* _Rows from a pointing dataset_
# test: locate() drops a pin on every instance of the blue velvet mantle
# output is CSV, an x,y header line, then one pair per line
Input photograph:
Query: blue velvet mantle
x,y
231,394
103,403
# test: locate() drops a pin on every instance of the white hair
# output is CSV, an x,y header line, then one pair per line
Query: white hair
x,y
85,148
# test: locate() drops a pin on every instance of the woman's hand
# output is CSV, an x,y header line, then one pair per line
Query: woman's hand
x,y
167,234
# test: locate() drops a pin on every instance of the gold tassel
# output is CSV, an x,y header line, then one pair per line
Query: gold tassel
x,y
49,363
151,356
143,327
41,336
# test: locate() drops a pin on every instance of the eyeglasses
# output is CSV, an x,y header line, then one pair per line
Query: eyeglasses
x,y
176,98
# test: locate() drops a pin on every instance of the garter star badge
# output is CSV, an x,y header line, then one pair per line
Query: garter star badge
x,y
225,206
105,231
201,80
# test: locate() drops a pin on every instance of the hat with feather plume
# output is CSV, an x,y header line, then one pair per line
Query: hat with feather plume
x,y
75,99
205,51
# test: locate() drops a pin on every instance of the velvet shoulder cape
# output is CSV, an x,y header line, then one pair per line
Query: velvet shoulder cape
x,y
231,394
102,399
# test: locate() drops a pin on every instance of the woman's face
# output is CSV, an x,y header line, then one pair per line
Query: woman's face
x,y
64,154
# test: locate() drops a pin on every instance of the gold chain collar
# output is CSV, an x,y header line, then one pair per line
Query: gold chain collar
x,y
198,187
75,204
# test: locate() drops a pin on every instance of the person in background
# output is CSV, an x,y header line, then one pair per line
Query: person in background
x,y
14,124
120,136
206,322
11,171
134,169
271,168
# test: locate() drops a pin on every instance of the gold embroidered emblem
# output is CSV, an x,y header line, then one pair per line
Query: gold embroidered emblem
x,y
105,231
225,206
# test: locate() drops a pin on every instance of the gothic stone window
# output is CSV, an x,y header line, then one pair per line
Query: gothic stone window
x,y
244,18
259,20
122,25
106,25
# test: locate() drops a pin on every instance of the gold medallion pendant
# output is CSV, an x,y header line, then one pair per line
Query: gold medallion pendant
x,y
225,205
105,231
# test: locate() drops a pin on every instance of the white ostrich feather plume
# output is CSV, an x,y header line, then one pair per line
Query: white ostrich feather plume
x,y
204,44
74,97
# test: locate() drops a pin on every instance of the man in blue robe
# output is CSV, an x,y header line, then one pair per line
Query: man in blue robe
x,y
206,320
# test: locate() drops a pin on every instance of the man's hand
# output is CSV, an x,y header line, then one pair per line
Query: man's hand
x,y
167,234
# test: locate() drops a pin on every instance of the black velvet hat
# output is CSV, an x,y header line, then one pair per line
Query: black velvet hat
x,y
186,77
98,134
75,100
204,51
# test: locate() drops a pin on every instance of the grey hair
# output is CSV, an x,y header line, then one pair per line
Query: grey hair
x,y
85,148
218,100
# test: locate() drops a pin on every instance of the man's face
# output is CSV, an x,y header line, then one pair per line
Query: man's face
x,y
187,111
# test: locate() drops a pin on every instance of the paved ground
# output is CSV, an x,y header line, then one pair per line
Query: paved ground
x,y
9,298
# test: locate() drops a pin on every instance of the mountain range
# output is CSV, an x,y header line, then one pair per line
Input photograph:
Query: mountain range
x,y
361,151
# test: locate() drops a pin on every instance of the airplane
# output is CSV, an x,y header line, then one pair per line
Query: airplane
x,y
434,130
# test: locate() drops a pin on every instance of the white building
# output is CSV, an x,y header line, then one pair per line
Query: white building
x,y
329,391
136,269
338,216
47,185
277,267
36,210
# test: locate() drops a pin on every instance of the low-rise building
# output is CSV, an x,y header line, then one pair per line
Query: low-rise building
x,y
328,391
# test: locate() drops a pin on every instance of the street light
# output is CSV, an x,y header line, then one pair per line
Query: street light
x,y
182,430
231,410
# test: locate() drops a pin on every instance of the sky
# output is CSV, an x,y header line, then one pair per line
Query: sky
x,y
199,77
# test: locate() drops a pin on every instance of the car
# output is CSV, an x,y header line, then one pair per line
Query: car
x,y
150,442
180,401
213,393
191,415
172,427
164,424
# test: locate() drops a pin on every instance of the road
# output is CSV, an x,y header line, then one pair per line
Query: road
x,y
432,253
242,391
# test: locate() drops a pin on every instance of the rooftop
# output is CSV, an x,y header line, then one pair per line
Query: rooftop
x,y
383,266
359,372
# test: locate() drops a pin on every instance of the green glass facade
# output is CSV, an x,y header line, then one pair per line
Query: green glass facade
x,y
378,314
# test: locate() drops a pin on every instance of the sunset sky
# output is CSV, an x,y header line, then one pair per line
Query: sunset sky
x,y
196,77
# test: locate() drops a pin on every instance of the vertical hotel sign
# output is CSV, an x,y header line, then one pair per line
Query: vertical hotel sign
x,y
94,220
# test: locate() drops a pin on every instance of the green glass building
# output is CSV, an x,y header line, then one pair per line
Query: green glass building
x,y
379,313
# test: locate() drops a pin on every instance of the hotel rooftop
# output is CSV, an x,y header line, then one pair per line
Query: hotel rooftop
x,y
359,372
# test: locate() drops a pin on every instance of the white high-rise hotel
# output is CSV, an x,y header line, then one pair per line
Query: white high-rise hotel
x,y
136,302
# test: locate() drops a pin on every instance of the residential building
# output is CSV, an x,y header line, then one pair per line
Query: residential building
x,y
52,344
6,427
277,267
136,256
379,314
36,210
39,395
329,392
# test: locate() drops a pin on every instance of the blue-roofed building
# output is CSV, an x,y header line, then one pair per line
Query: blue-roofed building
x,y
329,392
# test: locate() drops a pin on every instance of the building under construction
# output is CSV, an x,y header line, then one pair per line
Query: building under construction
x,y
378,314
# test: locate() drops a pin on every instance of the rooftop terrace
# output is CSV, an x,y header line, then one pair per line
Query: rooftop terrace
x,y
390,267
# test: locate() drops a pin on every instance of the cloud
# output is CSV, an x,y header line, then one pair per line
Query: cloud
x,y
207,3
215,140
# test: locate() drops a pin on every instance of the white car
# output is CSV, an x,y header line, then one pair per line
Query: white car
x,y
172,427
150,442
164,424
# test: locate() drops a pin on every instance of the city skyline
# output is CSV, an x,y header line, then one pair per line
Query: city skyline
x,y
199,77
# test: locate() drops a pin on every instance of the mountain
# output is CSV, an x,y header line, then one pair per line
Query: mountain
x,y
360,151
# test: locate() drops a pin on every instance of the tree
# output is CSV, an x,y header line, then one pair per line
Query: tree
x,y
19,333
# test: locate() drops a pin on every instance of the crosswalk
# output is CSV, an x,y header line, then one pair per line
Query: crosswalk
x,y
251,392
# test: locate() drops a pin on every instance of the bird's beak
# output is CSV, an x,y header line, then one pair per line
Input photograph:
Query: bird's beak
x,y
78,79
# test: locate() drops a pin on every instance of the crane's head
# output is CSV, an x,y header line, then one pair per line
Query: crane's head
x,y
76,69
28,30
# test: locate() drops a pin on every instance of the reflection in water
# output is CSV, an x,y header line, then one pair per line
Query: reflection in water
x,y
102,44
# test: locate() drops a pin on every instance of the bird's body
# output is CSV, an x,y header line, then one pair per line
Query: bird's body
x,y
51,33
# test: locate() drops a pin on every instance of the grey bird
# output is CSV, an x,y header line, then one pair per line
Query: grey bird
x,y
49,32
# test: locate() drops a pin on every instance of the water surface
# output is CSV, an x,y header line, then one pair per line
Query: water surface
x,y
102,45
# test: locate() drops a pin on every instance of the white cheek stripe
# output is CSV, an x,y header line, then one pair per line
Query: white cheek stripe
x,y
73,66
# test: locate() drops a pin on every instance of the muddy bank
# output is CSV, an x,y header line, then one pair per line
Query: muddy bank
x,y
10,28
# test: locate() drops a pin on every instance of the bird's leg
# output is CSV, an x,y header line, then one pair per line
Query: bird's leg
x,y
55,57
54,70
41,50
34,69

* _Brief_
The answer consists only of the lines from the one containing "of the tree" to the end of the records, each written out exactly.

* _The solution_
# test: locate() drops a pin on every instance of the tree
# output is CSV, an x,y header line, then one pair per line
Query: tree
x,y
19,333
# test: locate() drops a pin on every instance of the crosswalk
# output is CSV, an x,y header line, then one pair per line
Query: crosswalk
x,y
251,392
# test: locate() drops a pin on every instance of the bird's beak
# output is CSV, an x,y header line, then one pair per line
Input photograph:
Query: bird's beak
x,y
78,79
# test: locate() drops a pin on every instance of the crane's head
# output is CSV, an x,y header line, then one pair per line
Query: crane's head
x,y
76,69
28,30
# test: locate() drops a pin on every instance of the reflection in water
# output is CSV, an x,y header line, then one pair per line
Query: reflection in water
x,y
102,44
# test: locate() drops a pin on every instance of the bird's body
# output is CSV, an x,y header line, then one pair per line
Query: bird's body
x,y
51,33
# test: locate() drops a pin on every instance of the grey bird
# output is CSV, an x,y header line, then one pair per line
Query: grey bird
x,y
49,32
# test: locate() drops a pin on every instance of the water surface
# output is CSV, an x,y header line, then one pair per line
Query: water surface
x,y
102,45
# test: locate() drops a pin on every instance of the white cheek stripe
# output is CSV, an x,y header line, then one pair per line
Query: white cheek stripe
x,y
73,66
# test: locate() drops a pin on every instance of the muddy bank
# output is CSV, an x,y header line, then one pair per line
Query: muddy bank
x,y
10,28
# test: locate() drops a pin on every instance of the bird's leg
# output is CSV, an x,y header line, then one pair per line
Query: bird's leg
x,y
55,57
54,70
41,50
34,69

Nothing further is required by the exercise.